▶ _GOAL_
Reproduce every line of the entries below, omitting the pictures. Leave the requests and their sample points as they are, but multiply each coordinate in the answers by 1.7 and round it to the nearest whole number, rounding halves up.

▶ _EXTRACTED RECORDS_
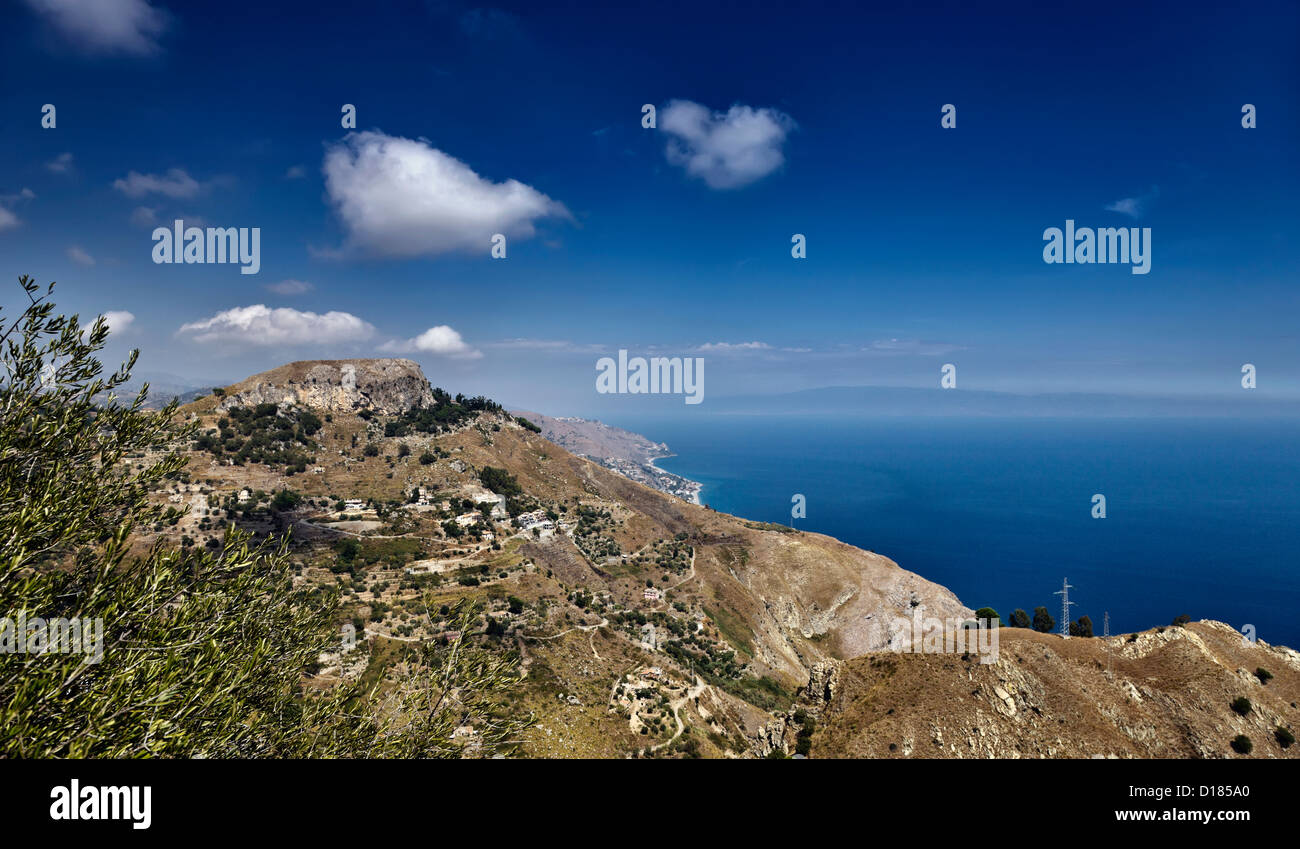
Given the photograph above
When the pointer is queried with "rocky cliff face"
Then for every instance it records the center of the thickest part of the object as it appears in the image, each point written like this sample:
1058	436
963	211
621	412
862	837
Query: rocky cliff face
385	386
1162	693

▶ _SOLUTION TO THIS TASK_
Given the photograph above
When the pointer is queried with "rocky cliff face"
Then for every instance it records the center of the thickest part of the object as it appears in the image, each point written like this sample:
1058	436
963	211
621	412
862	837
Query: rocky cliff face
655	656
1975	1178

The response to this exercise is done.